**练习任务**
1: 在 PyGame 渲染节选中，绘制网格线时 width 参数被设为多少？
2: 请从 PyGame 渲染节选停下的地方接着往下写。
── 阅读节选 ──
在这里，我们使用 PyGame 进行渲染。Gymnasium 中包含的许多环境都使用了类似的渲染方法，您可以将其作为您自己环境的骨架。

def render(self):
    if self.render_mode == "rgb_array":
        return self._render_frame()

def _render_frame(self):
    if self.window is None and self.render_mode == "human":
        pygame.init()
        pygame.display.init()
        self.window = pygame.display.set_mode(
            (self.window_size, self.window_size)
        )
    if self.clock is None and self.render_mode == "human":
        self.clock = pygame.time.Clock()

    canvas = pygame.Surface((self.window_size, self.window_size))
    canvas.fill((255, 255, 255))
    pix_square_size = (
        self.window_size / self.size
    )  # The size of a single grid square in pixels

    # First we draw the target
    pygame.draw.rect(
        canvas,
        (255, 0, 0),
        pygame.Rect(
            pix_square_size * self._target_location,
            (pix_square_size, pix_square_size),
        ),
    )
    # Now we draw the agent
    pygame.draw.circle(
        canvas,
        (0, 0, 255),
        (self._agent_location + 0.5) * pix_square_size,
        pix_square_size / 3,
    )

    # Finally, add some gridlines
    for x in range(self.size + 1):
        pygame.draw.line(
            canvas,
            0,
            (0, pix_square_size * x),
            (self.window_size, pix_square_size * x),
            width=3,
        )
        pygame.draw.line(
            canvas,
            0,
            (pix_square_size * x, 0),
            (pix_square_size * x, self.window_size),
            width=3,
        )

    if self.render_mode == "human":
        # The following line copies our drawings from `canvas` to the visible window
        self.window.blit(canvas, canvas.get_rect())
        pygame.event.pump()
───
── 数据摘录 ──
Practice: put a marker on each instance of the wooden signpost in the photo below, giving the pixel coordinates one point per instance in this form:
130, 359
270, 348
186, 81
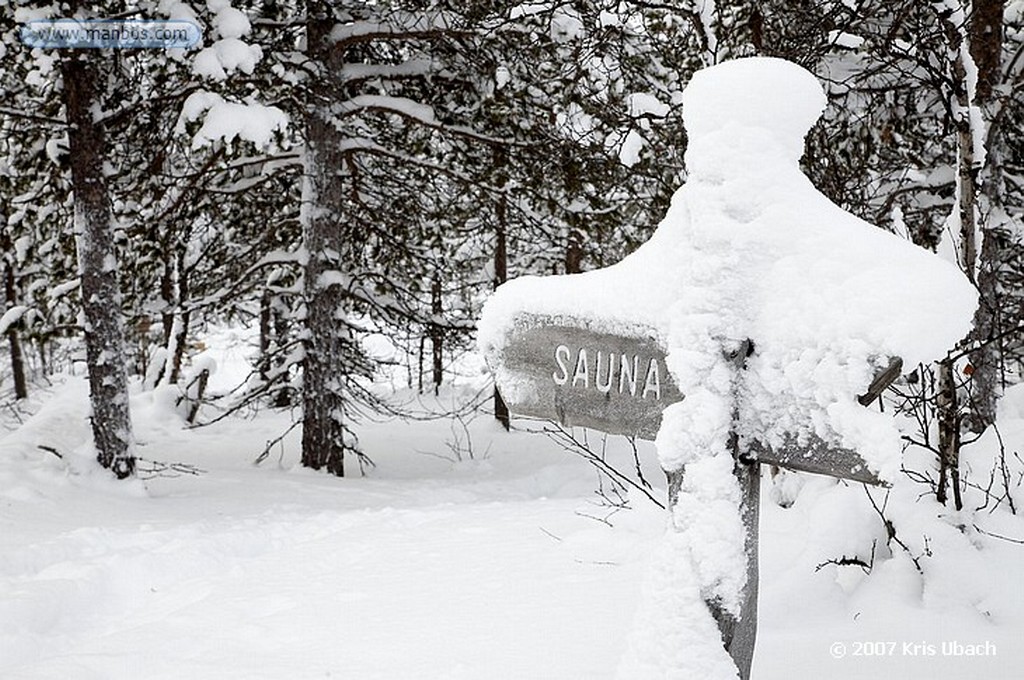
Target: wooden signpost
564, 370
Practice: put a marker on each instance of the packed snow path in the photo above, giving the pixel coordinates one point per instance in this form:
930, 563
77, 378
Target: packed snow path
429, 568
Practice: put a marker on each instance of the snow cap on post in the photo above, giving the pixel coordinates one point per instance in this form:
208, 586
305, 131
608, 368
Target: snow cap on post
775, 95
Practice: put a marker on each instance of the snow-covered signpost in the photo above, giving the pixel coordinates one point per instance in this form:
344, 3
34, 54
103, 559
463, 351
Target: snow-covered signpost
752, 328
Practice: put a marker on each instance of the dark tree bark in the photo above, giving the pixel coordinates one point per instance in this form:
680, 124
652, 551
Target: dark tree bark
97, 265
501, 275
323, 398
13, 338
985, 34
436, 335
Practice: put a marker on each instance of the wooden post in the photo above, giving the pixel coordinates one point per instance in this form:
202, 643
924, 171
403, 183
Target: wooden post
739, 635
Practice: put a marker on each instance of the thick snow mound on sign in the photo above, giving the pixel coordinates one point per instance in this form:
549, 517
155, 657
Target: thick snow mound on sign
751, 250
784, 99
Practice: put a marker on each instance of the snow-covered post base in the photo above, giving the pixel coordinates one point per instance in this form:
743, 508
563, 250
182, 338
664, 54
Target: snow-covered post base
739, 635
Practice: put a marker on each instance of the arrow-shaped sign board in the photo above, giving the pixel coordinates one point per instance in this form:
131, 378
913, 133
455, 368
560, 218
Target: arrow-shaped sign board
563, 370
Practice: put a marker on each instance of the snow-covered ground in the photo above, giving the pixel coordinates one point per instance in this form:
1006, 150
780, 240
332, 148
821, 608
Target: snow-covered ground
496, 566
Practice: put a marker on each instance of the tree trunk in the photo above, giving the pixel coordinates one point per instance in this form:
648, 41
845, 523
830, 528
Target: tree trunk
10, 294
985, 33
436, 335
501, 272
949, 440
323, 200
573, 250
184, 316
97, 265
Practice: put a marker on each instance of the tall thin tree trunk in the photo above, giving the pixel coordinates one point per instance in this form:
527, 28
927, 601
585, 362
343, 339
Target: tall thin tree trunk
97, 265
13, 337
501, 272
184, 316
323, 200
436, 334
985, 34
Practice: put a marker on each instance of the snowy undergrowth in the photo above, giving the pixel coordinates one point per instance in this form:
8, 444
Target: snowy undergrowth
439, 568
───
**参考答案**
1: 3。

2:
        pygame.display.update()

        # We need to ensure that human-rendering occurs at the predefined framerate.
        # The following line will automatically add a delay to keep the framerate stable.
        self.clock.tick(self.metadata["render_fps"])
    else:  # rgb_array
        return np.transpose(
            np.array(pygame.surfarray.pixels3d(canvas)), axes=(1, 0, 2)
        )

关闭¶

close 方法应关闭环境使用的任何开放资源。在许多情况下，您实际上无需费心实现此方法。然而，在我们的示例中，render_mode 可能为 "human"，我们可能需要关闭已打开的窗口。

def close(self):
    if self.window is not None:
        pygame.display.quit()
        pygame.quit()

在其他环境中，close 也可能关闭已打开的文件或释放其他资源。在调用 close 后，您不应再与环境交互。

注册环境¶

为了让 Gymnasium 检测到自定义环境，它们必须按如下方式注册。我们将选择将此代码放在 gymnasium_env/__init__.py 中。

from gymnasium.envs.registration import register

register(
    id="gymnasium_env/GridWorld-v0",
    entry_point="gymnasium_env.envs:GridWorldEnv",
)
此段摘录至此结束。